-------- Dataset entries
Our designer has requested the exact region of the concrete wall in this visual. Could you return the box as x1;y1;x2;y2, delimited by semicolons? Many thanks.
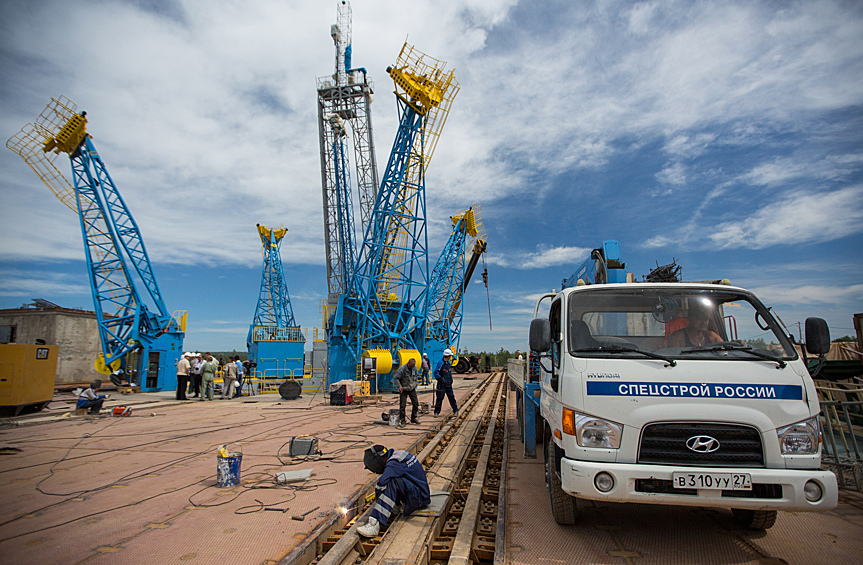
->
0;309;102;385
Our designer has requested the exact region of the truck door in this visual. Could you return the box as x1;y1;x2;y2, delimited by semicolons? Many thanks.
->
549;298;562;392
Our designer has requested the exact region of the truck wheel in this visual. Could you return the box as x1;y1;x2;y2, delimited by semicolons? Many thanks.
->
545;436;578;525
454;358;469;374
731;508;778;530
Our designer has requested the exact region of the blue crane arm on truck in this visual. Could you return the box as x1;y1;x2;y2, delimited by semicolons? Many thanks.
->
513;239;624;456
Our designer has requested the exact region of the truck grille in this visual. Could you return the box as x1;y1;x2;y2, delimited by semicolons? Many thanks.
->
638;422;764;467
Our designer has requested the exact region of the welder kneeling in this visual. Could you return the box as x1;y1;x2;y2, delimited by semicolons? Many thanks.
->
357;444;431;537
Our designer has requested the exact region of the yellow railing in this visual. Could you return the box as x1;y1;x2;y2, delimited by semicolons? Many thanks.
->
251;326;306;342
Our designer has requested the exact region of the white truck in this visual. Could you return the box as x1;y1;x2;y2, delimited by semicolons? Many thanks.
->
523;244;838;530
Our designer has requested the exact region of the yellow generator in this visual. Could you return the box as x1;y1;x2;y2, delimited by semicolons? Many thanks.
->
0;344;58;416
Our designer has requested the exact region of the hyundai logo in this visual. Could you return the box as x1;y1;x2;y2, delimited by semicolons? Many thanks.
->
686;435;721;453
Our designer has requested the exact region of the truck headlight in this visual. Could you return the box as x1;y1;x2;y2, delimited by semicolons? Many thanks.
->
777;417;819;455
566;409;622;449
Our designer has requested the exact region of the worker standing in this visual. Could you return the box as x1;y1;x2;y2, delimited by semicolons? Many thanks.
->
176;354;191;400
200;354;217;401
393;358;421;427
191;355;204;398
433;349;458;417
233;356;244;397
420;353;430;386
221;358;238;399
357;444;431;537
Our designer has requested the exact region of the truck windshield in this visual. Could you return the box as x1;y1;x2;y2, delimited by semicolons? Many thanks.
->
567;287;797;362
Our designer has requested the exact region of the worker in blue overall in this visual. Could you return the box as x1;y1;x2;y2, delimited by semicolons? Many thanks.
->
77;380;109;414
433;348;458;417
357;444;431;537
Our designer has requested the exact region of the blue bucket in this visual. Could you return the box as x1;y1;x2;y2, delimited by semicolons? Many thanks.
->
216;453;242;487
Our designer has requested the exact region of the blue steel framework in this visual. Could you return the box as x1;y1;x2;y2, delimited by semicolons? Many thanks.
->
327;43;459;391
247;225;305;378
329;115;357;291
424;208;486;367
6;98;184;391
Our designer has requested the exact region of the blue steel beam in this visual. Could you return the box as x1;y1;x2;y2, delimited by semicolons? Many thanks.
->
331;119;357;290
70;140;154;366
344;97;428;356
83;138;169;321
426;214;469;346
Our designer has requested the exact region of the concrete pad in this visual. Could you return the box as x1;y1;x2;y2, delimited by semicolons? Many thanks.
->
0;376;482;564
----------------
▶ _Your goal_
Which lines in the records above include the word "steel"? Copy them out.

▶ _Response box_
Our designer has requested the exact region of the blue steel framework in this visual. Could you return the box as x1;y1;x2;y2, delimited by semicolons? Many thanks.
Our designer has requested the exact region of the blue steel beam in this visual. Could you return the box as x1;y1;x2;y2, delimited by semicolons? Many thanks.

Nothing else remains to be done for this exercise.